World Wide Web
Major problems with the net (circa 1994)
-
Cryptic command line interface
-
Complete lack of organization (also a strength)
-
Incredible growth, change
WWW is the best answer to these major problems so far
-
GUI, hypertext, searchable, de-centralized
WWW - mixes content with menus. Gopher - separate content and menus.
-
hypertext on the Net
-
Swiss army knife of Net tools (subsumes functionality of ftp, Gopher, archie,
news readers)
Publishing model
From few-to-many, with high costs and long delays, to many-to-many
with low costs and no delay.
Business model
Targeting, interactivity, customization
URL - Uniform Resource Locator
a unified means of describing a net resource
three parts: protocol, DNS host name, local page name
solves problem of uniquely identifying pages because DNS names
are unique
identifies type of document by protocol of access
some servers support the idea of default document names (e.g.
Welcome.html, index.html)
variety of protocols
http, ftp, file (local disk), news, gopher, mailto, telnet
a problem with URL scheme: unique host identity, no possibility for
load sharing
Client - Web browser
Very simple original interface: read text, click on highlights to follow
links
Now: graphics, image maps, interactivity, animation
Some browsers know how to interpret and display a variety of data formats,
others use helper apps
Browser history
WWW.app for NEXTSTEP, Tim Berners-Lee at CERN
Mosaic at UoI, Marc Andreesen
Netscape and Jim Clark
MS and InternetExplorer
Browser features
multithreading -simultaneous downloads/interpretation of images
cacheing - save time
extensions to HTML, frames, tables, ...
Browsers progressing towards the universal client app (displacing proprietary
apps)
current problems: HTML isn't very rich
Role of MIME
The web uses MIME (Multimedia Internet Mail Enhancement) to encode
data.
Hyper Text Transport Protocol - HTTP
References
Simple page transfer scenario <figure 7-59 Tanenbaum>
-
Browser displays default page
-
User enters URL (http://www.site.domain/~person)
-
Browser library call resolves hostname to IP address via DNS server
-
Browser makes TCP connection to port 80 of host
-
Browser sends a GET command for page ~person/Welcome.html
-
Server www.site.domain sends desired HTML page
-
TCP socket connection is closed
-
Browser interprets HTML, displays page
-
Browser establishes separate connections for images, may use threads
The server side
The httpd daemon is waiting for incoming connection requests. When
it hears one it:
-
allocates a new socket for this client request
-
forks a kid process (or creates a thread)
-
hands the client off to the kid
-
goes back to listening.
HTTP is built on TCP. Version 1.1 came out fall of 1997. This brings up
some questions:
Is HTTP connection-less or connection-oriented?
Is TCP a good match to the idea of web browsing?
What are the advantages and disadvantages of using TCP for HTTP?
How might efficiency be improved?

┄┄┄┄┄┄┄┄┄┄

▸ **Exercise**:
Set down the passage from the World Wide Web notes above that opens with the words containing "HTTP is built" and closes with "efficiency be improved?", keeping every word as it appears.

▸ **Items**:
┄┄┄┄┄┄┄┄┄┄

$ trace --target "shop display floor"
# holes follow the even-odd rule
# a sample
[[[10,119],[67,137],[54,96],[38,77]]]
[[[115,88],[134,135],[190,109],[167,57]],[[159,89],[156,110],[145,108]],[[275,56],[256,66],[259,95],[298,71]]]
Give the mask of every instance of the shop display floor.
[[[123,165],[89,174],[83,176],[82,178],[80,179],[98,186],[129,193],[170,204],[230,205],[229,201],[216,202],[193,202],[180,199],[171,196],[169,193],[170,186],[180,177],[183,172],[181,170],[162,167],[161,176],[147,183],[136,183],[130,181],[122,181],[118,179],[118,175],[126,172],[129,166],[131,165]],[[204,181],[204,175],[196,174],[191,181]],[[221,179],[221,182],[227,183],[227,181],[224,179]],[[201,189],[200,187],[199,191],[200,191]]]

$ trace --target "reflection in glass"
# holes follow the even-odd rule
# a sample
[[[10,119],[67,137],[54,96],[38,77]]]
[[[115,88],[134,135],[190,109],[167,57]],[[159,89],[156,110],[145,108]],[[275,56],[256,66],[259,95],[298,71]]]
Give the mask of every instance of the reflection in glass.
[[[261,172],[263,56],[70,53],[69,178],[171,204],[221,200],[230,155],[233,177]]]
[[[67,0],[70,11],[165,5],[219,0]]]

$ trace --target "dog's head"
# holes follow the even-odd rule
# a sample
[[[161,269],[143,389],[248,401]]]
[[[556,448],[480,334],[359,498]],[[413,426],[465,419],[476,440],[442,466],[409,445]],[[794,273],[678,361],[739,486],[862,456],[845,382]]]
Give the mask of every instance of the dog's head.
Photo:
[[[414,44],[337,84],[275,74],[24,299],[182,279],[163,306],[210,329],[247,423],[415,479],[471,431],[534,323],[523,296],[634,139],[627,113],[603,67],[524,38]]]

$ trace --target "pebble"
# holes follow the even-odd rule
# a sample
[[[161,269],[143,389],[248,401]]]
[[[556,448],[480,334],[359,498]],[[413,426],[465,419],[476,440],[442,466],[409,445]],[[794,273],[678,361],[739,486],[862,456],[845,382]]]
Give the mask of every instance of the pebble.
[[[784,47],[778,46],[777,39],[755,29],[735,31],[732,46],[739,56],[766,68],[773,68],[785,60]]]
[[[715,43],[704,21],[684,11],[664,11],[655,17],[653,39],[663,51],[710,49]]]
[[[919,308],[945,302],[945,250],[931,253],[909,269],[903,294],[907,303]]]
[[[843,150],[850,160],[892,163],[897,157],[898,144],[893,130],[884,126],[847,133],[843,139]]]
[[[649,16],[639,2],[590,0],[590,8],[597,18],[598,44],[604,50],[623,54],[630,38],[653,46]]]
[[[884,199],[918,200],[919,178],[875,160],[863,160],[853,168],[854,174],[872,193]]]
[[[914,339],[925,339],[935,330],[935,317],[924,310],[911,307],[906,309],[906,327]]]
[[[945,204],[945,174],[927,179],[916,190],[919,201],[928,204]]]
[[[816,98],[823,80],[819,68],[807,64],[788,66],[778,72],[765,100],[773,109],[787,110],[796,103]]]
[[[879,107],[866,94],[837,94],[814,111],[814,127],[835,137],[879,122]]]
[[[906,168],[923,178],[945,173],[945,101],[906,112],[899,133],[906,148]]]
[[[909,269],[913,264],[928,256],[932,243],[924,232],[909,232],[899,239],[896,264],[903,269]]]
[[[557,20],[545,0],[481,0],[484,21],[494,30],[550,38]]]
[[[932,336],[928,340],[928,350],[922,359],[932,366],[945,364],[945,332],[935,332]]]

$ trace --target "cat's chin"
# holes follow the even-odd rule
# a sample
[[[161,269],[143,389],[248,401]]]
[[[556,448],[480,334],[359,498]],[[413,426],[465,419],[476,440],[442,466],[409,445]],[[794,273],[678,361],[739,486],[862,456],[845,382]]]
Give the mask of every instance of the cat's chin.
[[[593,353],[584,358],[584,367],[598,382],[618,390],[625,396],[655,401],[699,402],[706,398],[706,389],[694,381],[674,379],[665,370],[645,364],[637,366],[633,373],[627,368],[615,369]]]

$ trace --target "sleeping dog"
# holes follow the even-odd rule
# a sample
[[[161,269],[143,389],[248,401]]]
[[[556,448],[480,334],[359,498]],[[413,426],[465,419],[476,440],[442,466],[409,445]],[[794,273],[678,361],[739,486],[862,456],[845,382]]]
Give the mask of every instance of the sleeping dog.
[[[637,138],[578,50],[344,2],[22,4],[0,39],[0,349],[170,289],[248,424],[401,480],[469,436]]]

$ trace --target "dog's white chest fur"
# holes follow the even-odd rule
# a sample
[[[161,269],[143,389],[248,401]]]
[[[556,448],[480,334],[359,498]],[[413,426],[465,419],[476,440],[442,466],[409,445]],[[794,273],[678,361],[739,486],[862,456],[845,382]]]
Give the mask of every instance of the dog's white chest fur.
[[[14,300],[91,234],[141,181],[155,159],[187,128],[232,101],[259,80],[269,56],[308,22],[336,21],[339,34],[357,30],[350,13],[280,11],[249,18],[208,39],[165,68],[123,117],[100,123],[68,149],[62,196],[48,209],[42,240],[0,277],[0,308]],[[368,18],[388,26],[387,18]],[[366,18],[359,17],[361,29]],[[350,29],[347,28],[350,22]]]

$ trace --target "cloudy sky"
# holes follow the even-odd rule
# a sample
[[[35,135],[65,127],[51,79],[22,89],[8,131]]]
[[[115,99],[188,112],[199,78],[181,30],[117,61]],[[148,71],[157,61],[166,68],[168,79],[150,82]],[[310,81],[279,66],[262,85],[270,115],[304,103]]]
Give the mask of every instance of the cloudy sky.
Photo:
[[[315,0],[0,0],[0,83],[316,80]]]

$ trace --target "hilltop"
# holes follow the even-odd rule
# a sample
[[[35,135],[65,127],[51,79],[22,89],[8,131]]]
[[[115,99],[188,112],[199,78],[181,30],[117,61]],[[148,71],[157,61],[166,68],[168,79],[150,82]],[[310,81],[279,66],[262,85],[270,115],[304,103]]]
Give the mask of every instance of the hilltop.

┄┄┄┄┄┄┄┄┄┄

▸ **Reply**:
HTTP is built on TCP. Version 1.1 came out fall of 1997. This brings up
some questions:
Is HTTP connection-less or connection-oriented?
Is TCP a good match to the idea of web browsing?
What are the advantages and disadvantages of using TCP for HTTP?
How might efficiency be improved?